• **EXERCISE INSTRUCTIONS**
Copy out every line in the rows below that contains the string "flower". Upper and lower case must match.
.....
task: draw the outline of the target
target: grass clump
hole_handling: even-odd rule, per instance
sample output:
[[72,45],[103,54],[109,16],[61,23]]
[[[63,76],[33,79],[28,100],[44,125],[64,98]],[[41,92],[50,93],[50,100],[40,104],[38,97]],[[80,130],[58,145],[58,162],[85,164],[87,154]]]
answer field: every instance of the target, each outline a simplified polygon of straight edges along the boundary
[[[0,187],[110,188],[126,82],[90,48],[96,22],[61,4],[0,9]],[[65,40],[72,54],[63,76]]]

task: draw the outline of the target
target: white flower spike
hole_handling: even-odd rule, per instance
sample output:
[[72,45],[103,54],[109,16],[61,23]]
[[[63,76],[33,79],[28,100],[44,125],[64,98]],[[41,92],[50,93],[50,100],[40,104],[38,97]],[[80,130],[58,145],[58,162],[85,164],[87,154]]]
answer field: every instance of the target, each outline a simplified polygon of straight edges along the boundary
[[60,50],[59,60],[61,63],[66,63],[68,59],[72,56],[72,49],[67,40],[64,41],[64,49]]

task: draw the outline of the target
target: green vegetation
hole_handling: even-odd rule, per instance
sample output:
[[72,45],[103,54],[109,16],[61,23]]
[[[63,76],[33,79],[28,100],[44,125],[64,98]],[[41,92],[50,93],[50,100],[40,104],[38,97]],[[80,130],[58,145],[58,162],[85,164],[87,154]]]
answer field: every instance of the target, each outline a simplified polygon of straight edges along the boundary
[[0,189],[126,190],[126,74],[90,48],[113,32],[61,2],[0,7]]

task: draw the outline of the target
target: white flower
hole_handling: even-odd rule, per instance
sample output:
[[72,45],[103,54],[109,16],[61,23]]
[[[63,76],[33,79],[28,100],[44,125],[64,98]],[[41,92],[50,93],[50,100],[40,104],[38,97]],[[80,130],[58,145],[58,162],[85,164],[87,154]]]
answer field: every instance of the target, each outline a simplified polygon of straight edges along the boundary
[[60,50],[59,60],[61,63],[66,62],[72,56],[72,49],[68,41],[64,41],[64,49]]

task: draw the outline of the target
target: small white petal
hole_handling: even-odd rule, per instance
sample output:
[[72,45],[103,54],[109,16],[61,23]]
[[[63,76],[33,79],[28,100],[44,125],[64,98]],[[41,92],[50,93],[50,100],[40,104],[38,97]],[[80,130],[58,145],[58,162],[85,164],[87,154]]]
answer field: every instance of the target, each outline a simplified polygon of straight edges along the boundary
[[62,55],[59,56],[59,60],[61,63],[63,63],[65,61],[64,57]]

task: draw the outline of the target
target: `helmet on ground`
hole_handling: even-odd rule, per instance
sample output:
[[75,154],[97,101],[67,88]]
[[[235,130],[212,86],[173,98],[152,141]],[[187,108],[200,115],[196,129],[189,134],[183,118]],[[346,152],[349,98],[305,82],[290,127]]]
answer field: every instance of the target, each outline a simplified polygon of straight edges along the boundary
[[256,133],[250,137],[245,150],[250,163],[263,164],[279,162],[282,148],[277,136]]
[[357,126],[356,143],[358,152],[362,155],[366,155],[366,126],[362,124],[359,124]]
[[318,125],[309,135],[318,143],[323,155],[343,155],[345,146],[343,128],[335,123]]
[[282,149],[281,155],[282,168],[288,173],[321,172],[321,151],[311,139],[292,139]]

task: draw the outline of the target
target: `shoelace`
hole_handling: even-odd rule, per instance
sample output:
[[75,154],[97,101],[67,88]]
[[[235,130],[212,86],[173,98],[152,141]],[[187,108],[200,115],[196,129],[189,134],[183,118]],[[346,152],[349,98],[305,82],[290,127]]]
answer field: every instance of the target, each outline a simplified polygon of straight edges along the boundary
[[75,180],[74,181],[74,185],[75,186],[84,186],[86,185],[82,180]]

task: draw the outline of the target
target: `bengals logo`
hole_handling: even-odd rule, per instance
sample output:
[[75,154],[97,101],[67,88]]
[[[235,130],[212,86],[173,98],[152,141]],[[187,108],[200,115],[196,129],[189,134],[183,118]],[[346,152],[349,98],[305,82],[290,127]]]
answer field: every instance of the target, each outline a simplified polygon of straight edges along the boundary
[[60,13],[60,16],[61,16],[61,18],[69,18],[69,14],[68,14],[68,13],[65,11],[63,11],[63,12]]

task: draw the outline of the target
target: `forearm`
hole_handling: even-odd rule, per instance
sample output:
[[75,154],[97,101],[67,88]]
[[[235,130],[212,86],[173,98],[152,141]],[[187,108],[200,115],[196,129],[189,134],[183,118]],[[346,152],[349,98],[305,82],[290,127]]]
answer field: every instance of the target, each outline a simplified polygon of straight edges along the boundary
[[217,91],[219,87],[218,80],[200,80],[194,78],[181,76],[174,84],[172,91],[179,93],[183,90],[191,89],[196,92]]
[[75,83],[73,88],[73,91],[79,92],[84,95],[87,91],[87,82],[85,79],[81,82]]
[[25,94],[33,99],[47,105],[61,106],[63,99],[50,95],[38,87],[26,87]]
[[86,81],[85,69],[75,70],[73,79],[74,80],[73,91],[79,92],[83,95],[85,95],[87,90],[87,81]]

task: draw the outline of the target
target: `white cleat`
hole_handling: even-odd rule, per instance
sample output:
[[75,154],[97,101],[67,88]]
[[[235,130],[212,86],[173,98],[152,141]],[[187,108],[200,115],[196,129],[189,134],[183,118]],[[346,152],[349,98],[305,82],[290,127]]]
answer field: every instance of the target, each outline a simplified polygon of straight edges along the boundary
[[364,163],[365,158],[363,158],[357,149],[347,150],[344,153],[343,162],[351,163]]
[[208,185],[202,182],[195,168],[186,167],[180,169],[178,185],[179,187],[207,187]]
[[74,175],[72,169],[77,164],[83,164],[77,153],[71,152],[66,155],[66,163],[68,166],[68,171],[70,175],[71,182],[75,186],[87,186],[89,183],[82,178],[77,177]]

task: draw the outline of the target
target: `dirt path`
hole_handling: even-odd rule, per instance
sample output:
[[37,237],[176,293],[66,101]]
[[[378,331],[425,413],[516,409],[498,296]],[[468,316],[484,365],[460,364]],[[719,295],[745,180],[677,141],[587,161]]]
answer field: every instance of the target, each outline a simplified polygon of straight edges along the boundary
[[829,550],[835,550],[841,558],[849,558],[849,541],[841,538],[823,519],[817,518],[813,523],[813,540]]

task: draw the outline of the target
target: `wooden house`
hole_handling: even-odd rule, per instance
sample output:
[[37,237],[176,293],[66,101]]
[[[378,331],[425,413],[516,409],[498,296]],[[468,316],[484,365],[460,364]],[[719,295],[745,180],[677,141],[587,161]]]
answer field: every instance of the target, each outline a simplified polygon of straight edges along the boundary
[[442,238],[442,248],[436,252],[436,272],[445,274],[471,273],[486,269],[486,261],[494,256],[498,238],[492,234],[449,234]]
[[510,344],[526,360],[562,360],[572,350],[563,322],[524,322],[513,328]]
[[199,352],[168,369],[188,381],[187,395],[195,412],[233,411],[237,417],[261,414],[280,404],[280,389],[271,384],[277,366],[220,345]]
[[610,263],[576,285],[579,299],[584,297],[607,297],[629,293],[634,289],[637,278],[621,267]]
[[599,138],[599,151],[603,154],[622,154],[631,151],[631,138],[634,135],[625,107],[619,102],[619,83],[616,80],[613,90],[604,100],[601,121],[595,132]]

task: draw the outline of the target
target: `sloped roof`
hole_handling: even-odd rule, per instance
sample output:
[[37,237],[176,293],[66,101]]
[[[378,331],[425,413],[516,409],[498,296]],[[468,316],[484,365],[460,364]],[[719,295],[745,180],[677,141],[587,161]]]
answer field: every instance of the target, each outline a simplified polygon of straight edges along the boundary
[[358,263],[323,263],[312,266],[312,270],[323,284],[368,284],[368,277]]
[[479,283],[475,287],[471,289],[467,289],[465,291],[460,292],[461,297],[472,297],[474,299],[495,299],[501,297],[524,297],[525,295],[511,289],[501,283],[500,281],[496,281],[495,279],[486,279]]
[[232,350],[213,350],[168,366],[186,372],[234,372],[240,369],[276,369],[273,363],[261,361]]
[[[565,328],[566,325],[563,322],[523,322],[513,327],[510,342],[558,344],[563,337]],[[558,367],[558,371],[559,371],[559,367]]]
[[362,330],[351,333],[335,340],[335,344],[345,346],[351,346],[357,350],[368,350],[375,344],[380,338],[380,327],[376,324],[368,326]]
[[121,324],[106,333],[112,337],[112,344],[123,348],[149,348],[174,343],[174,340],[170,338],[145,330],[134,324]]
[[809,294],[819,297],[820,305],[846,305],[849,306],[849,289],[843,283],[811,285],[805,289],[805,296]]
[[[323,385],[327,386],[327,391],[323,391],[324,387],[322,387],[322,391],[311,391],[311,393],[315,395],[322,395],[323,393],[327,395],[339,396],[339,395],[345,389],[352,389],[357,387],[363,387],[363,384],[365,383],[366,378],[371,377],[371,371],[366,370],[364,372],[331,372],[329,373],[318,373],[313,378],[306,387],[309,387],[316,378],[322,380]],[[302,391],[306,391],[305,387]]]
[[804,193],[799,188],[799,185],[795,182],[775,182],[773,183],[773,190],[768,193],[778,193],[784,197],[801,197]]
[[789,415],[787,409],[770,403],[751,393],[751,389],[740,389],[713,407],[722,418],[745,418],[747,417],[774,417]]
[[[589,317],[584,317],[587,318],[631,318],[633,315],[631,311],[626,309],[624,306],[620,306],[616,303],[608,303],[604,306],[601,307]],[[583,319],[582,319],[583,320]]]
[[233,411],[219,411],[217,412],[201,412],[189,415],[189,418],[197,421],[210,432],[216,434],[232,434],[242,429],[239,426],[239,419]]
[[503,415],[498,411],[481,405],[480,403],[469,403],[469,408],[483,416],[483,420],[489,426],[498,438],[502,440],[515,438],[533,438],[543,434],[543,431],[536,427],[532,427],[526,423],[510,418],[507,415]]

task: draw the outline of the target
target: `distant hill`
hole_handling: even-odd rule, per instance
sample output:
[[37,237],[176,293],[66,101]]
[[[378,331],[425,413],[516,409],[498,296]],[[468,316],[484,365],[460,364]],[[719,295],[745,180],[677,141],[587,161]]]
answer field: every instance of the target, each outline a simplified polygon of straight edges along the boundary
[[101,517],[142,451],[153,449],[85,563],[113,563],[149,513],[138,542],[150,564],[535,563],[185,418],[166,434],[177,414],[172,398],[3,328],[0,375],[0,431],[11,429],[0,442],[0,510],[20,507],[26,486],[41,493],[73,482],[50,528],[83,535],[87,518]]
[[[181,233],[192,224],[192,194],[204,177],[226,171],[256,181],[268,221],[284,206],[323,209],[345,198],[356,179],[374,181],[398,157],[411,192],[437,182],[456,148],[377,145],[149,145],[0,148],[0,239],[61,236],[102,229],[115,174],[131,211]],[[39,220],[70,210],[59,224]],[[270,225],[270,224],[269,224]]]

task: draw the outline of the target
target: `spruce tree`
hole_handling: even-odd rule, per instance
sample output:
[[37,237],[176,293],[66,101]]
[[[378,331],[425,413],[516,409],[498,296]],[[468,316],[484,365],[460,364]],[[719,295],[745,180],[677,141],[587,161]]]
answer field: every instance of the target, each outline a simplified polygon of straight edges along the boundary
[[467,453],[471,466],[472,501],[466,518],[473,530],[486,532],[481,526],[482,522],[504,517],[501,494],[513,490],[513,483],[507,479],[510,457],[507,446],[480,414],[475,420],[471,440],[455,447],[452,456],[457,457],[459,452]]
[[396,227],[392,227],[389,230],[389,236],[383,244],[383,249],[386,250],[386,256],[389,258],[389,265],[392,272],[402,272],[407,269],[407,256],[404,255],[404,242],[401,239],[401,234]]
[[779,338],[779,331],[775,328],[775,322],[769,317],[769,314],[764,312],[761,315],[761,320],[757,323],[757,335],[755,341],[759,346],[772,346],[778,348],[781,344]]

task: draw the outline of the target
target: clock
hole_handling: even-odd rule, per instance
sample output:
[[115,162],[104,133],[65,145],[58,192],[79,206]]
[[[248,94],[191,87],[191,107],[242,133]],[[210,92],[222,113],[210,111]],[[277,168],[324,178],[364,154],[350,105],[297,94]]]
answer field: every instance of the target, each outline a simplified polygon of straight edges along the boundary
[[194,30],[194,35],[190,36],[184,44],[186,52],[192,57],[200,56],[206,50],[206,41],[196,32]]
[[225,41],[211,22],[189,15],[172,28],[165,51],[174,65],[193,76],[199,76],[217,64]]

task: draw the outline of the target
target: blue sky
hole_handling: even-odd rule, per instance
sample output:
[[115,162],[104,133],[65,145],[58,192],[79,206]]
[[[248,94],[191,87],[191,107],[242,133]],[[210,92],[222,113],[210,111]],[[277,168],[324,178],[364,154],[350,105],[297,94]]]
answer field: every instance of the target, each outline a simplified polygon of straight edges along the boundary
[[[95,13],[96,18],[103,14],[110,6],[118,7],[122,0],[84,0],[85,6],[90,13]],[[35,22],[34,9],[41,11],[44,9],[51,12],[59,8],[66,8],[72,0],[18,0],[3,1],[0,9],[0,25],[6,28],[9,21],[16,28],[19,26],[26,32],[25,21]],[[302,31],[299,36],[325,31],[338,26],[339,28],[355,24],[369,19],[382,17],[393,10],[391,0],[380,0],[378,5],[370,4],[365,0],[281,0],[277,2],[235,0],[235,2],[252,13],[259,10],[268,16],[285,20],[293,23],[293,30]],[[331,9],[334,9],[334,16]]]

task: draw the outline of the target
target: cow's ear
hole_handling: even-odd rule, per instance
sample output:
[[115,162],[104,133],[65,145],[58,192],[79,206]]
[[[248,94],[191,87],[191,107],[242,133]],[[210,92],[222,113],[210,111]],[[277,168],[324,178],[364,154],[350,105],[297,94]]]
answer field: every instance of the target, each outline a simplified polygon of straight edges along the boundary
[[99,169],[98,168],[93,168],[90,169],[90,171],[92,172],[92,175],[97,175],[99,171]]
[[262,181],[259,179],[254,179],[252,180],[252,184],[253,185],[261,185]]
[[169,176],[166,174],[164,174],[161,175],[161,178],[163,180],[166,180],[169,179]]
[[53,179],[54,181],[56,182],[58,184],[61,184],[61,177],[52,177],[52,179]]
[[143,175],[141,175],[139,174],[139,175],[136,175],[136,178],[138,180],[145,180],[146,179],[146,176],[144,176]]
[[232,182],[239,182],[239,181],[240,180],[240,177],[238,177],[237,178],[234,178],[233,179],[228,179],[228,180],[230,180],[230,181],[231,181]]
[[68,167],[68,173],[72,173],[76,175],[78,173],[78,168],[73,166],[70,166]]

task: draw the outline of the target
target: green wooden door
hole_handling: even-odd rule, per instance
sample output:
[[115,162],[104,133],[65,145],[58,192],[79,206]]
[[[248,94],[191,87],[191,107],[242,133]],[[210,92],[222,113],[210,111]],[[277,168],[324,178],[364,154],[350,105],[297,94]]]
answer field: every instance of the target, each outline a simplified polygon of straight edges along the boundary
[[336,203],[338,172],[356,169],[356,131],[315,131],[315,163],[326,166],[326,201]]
.....
• **SOLUTION TO THIS EXERCISE**
target: white flower spike
target: white flower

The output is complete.